GIVEN REQUEST >> Rewrite the items below with each "instance" replaced by "region" and everything else unchanged. Omit the pictures.

EXERCISE MATERIALS >>
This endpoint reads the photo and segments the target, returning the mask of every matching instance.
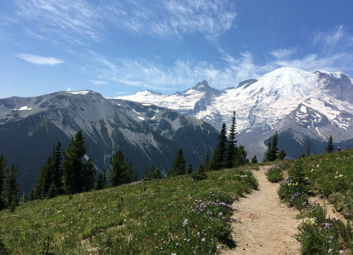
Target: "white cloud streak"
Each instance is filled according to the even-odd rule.
[[[31,55],[24,53],[16,54],[15,56],[35,65],[55,65],[62,64],[65,61],[51,57],[43,57],[38,55]]]
[[[91,80],[89,81],[91,82],[95,85],[103,85],[104,84],[107,84],[108,83],[108,82],[104,82],[102,81]]]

RESPONSE FOR THIS EXERCISE >>
This endpoint reads the photo and segments the target, returning the mask of every matching region.
Target: "white cloud streak"
Each region is filled according to the even-odd rule.
[[[31,55],[24,53],[16,54],[15,56],[35,65],[55,65],[62,64],[65,61],[51,57],[43,57],[38,55]]]
[[[91,80],[89,81],[91,82],[95,85],[103,85],[104,84],[107,84],[108,83],[108,82],[104,82],[102,81]]]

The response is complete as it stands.